Set task: Put the listing below into a Markdown table with the columns "Number" and "Line", starting with the line containing "Could you please outline every instance of the riverbank?" and going on through the line containing "Please outline every instance of the riverbank.". Number each row in order and leave out any blank lines.

** Start Given records **

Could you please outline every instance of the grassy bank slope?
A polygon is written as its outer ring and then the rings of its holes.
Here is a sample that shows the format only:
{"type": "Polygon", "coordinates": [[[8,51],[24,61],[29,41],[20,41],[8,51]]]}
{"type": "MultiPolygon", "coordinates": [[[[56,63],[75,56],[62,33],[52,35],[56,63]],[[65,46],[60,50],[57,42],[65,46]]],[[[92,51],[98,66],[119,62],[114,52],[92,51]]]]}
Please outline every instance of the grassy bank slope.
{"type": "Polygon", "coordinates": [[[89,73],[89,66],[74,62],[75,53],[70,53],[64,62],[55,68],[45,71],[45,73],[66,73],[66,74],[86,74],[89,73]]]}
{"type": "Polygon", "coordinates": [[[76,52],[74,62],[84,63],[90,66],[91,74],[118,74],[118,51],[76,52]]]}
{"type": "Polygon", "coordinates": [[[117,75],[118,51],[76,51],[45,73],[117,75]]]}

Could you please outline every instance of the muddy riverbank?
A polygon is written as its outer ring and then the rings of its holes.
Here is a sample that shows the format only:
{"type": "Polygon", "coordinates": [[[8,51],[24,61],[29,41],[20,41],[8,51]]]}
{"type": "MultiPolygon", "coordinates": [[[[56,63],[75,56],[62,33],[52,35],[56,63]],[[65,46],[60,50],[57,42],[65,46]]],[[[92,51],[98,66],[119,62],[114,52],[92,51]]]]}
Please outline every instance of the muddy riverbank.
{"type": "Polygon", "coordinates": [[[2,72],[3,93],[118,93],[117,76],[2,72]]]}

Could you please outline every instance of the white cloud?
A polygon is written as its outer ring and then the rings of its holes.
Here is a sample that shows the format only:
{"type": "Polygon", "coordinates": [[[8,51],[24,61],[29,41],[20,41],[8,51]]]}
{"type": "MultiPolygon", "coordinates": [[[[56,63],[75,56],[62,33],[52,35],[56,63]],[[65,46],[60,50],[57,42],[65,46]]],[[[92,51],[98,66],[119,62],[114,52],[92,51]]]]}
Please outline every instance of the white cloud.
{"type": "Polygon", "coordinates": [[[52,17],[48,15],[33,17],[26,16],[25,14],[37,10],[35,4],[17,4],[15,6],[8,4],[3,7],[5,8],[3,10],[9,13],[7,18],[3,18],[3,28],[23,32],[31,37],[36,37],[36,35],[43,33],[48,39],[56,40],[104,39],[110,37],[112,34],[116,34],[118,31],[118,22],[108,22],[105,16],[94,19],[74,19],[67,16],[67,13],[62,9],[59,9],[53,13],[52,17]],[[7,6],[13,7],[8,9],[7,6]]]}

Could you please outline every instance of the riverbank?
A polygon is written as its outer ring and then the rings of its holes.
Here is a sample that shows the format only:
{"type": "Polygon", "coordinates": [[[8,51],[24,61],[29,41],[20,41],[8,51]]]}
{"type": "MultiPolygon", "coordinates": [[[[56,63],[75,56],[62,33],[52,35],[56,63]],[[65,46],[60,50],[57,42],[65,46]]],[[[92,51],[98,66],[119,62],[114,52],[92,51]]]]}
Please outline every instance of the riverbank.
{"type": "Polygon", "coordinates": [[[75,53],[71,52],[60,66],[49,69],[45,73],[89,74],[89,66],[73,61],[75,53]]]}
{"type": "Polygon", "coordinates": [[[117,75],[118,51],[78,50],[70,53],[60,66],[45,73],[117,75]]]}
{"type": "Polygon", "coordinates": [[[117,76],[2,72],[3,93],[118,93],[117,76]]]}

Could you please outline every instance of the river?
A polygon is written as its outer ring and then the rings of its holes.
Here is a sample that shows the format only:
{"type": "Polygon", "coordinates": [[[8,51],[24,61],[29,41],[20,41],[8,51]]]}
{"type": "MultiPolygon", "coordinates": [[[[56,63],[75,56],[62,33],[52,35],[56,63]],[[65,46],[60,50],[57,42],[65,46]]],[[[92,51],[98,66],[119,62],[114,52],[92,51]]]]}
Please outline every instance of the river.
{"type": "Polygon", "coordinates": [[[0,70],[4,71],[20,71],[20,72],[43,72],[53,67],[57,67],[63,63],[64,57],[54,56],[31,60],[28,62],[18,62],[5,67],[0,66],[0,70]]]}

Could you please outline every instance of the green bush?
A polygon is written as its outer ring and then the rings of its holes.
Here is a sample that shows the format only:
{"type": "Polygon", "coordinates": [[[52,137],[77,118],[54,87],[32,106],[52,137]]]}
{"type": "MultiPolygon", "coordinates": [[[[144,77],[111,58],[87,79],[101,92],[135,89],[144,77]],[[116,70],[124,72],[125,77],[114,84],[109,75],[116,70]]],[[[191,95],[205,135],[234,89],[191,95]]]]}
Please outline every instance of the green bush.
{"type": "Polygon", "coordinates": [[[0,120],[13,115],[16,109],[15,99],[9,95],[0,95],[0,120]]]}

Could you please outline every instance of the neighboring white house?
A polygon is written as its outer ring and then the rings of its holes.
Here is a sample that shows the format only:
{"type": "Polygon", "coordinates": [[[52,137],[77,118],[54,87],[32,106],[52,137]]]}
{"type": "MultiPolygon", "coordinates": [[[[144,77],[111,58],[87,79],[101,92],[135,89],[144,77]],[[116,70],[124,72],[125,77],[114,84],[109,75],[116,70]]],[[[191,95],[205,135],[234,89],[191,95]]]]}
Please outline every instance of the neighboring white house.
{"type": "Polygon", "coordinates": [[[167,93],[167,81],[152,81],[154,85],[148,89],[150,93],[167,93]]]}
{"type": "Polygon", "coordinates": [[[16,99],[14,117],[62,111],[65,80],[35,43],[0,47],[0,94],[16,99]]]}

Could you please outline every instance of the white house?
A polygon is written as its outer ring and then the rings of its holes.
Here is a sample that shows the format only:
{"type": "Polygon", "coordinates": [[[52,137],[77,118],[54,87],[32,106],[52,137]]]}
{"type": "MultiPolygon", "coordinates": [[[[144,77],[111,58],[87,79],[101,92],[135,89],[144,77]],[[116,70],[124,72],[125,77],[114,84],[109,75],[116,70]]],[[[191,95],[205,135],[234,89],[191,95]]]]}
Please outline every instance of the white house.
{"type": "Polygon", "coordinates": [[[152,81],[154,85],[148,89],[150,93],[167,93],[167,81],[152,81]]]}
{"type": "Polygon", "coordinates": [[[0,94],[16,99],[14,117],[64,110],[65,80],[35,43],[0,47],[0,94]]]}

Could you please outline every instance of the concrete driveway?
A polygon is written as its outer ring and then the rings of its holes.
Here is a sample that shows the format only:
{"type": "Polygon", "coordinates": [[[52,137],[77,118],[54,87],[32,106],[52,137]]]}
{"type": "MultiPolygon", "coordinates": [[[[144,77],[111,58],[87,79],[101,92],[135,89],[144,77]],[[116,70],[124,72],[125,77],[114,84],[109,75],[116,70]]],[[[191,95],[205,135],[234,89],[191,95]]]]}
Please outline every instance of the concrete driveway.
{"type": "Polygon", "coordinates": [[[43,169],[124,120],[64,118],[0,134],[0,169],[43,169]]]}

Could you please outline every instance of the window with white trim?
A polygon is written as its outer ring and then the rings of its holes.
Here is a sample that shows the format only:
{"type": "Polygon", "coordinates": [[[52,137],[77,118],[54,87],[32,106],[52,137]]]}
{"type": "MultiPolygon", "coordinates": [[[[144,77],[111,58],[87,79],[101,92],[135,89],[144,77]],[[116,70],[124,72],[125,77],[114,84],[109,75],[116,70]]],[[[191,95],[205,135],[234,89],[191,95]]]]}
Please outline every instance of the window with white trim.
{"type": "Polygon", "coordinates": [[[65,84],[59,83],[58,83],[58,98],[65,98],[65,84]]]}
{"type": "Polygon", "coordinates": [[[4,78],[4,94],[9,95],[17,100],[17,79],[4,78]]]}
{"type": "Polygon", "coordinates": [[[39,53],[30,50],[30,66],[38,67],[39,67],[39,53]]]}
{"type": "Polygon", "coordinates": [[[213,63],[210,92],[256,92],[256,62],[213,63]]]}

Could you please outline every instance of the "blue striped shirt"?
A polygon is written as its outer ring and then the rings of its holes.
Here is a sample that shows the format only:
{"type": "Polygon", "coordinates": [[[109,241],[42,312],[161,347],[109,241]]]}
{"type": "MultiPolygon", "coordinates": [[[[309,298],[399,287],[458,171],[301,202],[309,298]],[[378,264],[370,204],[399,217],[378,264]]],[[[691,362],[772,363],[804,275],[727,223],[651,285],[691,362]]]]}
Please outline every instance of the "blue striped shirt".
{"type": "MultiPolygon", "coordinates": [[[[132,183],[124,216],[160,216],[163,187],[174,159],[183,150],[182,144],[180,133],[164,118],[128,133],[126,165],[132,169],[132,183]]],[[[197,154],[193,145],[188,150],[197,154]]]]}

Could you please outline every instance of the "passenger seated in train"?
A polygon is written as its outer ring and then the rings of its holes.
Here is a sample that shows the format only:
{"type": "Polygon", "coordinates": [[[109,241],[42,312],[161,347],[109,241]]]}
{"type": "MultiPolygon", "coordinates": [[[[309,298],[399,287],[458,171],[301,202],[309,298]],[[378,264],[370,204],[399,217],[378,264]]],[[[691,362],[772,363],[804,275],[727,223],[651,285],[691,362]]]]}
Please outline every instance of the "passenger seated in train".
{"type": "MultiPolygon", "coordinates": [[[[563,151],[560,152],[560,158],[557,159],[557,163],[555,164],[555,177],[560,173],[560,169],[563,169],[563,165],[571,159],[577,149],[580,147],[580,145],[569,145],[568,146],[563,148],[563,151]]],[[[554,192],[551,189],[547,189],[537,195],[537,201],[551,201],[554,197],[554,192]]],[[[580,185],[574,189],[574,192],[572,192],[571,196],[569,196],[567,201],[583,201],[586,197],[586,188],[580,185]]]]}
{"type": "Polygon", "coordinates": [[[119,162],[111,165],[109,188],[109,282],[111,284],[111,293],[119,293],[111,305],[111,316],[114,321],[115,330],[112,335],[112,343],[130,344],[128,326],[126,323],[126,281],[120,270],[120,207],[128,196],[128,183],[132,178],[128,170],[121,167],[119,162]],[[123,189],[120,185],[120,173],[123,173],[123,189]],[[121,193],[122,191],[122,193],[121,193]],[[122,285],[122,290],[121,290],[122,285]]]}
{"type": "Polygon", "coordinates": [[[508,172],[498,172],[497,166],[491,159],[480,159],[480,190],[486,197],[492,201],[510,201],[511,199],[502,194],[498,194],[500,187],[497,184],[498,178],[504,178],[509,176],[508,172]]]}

** End Given records **

Task response:
| Number | Line |
|---|---|
| 1 | Could you please outline every instance of the riverbank? |
| 2 | A polygon is written as its outer ring and then the rings of its holes. |
| 3 | Here is a sample that shows the format only: |
| 4 | {"type": "Polygon", "coordinates": [[[8,51],[24,61],[29,41],[20,41],[8,51]]]} |
| 5 | {"type": "MultiPolygon", "coordinates": [[[[56,63],[75,56],[62,33],[52,35],[56,63]],[[65,46],[60,50],[57,42],[65,46]]],[[[92,51],[98,66],[119,62],[114,52],[92,51]]]]} |
| 6 | Please outline every instance of the riverbank. |